• [TASK TO COMPLETE]: Report every line in the rows below that contains the string "stalk", treating uppercase and lowercase as distinct.

***** SUPPLIED ENTRIES *****

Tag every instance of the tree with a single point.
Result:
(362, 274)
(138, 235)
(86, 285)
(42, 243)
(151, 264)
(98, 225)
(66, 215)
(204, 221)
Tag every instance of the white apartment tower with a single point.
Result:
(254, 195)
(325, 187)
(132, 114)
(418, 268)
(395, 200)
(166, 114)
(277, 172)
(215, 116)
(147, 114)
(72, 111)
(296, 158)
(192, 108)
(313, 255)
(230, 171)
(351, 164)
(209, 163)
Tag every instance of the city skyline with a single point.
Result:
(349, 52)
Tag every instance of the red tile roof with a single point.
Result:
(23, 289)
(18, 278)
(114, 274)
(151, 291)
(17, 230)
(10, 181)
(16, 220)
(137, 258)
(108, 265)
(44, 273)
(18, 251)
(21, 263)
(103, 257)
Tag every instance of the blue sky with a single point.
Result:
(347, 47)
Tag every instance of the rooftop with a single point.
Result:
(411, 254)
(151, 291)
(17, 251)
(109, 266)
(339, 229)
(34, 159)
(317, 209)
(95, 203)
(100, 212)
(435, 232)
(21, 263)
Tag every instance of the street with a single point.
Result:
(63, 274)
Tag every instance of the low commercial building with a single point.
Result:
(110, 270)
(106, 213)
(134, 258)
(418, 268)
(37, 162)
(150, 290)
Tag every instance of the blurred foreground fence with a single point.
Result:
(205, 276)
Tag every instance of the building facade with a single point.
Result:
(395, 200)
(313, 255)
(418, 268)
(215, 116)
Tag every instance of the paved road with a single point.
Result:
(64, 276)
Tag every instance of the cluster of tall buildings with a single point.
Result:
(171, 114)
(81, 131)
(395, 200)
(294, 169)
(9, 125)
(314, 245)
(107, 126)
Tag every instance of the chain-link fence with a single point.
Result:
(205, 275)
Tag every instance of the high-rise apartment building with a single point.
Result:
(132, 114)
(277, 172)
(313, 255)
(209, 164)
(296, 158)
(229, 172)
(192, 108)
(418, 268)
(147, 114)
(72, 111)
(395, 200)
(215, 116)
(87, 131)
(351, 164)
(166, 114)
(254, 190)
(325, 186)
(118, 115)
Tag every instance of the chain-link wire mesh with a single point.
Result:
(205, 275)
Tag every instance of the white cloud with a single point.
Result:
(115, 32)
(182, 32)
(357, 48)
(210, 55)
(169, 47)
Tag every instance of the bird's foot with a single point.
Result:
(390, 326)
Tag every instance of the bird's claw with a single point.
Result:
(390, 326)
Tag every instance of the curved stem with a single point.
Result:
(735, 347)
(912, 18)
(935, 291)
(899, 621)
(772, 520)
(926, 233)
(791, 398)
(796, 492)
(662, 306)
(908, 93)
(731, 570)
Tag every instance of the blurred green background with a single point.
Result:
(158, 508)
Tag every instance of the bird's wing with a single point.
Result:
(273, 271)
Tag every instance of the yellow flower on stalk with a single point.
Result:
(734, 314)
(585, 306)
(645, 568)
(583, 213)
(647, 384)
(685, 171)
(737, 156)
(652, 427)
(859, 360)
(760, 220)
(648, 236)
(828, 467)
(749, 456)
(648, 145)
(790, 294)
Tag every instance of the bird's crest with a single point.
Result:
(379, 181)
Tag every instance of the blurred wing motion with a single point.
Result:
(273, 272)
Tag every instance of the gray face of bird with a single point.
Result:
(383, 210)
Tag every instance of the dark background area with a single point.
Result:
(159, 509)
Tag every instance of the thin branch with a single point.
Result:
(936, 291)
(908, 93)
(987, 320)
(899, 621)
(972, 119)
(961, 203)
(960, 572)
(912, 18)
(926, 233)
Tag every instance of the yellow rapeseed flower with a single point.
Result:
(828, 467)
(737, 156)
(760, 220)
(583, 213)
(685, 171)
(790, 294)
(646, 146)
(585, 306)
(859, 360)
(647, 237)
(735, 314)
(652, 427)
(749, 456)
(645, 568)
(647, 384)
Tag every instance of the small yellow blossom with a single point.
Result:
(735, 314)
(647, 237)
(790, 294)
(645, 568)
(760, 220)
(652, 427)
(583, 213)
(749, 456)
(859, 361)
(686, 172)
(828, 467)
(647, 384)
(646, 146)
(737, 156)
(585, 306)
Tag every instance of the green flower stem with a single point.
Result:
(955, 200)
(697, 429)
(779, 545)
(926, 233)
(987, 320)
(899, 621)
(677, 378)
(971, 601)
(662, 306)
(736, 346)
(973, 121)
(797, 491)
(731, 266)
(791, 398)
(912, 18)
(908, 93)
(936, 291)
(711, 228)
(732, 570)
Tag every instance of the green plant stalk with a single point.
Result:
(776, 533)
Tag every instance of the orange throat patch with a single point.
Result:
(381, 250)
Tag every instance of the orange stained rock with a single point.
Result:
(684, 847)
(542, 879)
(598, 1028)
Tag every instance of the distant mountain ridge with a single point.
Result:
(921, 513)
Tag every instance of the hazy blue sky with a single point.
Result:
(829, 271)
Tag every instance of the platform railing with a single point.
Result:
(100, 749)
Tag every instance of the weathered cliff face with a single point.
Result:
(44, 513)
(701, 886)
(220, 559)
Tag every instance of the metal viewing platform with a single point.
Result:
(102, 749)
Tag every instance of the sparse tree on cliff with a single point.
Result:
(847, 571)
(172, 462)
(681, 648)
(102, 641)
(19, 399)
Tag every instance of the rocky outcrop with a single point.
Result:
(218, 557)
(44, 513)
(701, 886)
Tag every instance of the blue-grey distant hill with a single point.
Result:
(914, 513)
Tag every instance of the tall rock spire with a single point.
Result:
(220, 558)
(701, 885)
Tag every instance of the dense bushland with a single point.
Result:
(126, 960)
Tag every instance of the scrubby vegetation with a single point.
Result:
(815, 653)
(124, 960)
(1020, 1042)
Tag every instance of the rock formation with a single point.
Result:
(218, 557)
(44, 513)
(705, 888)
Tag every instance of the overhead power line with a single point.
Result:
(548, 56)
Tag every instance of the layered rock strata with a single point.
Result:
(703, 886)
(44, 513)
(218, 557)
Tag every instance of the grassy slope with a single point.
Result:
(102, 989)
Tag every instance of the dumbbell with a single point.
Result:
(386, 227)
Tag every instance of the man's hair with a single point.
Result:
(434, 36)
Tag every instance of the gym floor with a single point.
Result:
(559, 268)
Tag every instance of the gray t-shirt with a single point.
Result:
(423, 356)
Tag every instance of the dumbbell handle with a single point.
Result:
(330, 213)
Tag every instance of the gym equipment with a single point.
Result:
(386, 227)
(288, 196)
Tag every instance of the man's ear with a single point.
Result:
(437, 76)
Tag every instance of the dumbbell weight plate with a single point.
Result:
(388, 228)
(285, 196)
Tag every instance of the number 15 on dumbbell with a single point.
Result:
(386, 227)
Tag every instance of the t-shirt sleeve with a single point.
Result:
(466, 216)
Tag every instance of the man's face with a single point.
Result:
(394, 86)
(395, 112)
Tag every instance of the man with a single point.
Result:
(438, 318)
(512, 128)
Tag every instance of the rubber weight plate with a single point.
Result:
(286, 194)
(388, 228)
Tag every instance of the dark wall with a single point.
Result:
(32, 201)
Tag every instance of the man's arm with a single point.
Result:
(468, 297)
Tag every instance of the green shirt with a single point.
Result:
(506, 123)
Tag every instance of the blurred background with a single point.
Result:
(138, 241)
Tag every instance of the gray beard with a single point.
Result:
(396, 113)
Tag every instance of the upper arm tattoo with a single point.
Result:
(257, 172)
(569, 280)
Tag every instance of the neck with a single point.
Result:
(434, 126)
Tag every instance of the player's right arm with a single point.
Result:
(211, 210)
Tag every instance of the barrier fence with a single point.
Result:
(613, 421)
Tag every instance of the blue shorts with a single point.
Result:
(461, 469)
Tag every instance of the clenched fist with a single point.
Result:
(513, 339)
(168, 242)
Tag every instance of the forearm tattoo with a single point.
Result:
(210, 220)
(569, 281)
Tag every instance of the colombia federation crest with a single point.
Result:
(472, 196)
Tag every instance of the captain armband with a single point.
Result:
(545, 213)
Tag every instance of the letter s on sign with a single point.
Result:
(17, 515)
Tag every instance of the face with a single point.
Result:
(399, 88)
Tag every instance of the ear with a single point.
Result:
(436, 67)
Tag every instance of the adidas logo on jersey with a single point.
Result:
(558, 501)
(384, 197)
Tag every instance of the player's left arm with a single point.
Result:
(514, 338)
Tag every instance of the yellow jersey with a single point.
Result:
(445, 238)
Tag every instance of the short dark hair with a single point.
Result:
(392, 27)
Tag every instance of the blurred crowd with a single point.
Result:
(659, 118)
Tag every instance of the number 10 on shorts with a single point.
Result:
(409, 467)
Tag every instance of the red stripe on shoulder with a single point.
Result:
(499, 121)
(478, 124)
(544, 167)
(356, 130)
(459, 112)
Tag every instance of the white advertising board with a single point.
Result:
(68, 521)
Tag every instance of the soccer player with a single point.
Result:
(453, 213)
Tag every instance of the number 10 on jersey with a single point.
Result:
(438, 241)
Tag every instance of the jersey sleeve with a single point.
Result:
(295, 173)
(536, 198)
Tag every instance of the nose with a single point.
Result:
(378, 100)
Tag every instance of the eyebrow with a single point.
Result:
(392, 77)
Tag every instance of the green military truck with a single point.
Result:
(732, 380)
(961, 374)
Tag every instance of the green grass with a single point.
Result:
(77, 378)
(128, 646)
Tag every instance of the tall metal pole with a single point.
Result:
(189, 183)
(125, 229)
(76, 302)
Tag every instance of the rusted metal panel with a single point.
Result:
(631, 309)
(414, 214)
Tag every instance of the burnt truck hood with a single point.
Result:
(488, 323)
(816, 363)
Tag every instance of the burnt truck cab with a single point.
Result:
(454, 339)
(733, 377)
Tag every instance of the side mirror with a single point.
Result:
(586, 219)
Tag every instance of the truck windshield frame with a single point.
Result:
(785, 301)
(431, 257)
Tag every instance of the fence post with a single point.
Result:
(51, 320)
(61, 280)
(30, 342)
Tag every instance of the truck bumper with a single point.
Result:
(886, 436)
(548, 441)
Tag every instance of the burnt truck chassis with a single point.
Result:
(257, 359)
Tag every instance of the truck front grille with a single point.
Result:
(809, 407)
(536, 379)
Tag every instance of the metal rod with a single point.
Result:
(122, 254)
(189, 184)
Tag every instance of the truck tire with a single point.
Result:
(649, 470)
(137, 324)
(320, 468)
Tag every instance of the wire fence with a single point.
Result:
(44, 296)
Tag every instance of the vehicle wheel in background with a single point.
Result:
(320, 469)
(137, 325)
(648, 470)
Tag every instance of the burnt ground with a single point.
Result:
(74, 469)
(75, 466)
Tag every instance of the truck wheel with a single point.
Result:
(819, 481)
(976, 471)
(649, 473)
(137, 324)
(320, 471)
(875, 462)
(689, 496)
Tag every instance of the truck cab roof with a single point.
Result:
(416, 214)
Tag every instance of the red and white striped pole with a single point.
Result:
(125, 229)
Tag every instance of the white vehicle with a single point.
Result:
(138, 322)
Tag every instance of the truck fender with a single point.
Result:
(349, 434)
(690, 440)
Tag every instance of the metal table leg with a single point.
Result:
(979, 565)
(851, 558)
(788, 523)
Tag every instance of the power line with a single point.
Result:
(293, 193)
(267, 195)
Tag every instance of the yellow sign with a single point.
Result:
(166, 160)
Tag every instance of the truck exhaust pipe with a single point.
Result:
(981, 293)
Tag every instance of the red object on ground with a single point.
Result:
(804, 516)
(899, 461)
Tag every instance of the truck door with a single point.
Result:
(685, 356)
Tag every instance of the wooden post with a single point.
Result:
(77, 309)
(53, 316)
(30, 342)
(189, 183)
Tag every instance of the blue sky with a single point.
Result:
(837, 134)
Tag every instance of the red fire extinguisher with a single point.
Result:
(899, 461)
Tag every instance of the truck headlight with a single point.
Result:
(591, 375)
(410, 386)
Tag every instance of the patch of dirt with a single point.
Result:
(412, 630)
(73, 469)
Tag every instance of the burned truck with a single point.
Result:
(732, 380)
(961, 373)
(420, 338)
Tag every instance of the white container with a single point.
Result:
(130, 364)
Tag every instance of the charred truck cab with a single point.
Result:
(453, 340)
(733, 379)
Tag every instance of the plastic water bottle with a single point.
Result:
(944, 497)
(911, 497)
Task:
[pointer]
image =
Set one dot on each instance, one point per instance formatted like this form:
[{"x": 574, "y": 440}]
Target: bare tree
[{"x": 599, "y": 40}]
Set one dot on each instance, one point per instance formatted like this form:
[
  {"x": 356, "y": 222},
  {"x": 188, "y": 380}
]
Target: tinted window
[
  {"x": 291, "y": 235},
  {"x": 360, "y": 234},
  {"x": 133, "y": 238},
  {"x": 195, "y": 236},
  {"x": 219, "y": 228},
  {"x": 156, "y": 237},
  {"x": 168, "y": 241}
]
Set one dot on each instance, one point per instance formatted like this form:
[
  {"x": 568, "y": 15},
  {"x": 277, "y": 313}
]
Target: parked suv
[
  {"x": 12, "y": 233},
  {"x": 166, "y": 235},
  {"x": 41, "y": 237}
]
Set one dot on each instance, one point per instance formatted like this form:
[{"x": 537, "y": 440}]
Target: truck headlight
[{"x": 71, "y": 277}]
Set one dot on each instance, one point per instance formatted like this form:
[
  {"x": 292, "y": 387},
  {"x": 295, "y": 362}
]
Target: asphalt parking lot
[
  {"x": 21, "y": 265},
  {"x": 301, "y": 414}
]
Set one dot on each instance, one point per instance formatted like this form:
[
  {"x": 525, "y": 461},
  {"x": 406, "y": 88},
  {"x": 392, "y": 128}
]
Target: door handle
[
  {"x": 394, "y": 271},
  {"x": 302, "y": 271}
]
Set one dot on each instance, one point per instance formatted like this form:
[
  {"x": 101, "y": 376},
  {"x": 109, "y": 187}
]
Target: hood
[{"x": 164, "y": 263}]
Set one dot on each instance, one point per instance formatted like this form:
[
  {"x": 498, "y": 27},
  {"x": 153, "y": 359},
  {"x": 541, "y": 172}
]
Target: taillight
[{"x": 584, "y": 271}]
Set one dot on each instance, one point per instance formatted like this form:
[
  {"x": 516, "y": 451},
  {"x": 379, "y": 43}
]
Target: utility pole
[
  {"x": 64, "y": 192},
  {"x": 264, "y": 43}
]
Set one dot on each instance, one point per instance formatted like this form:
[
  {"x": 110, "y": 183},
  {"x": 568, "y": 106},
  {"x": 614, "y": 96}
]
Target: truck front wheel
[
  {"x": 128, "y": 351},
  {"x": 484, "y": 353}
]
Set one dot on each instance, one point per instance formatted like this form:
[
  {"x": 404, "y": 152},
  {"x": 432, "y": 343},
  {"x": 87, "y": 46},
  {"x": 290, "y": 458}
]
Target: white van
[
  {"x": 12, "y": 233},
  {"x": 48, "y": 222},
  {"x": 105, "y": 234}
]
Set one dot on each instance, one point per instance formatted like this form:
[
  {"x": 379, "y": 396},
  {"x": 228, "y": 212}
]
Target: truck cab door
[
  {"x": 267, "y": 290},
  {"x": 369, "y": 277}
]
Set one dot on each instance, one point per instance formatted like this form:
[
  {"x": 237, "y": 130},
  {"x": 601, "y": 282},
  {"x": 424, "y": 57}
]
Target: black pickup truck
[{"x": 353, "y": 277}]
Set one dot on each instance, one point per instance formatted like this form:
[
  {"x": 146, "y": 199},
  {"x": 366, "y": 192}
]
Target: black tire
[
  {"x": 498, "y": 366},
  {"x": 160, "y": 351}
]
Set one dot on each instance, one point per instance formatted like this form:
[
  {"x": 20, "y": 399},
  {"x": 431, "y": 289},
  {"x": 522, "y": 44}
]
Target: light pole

*****

• [PROBLEM SOLUTION]:
Tag every instance of the yellow flower on stalk with a single point.
Tag every instance of the green plant stalk with a single point.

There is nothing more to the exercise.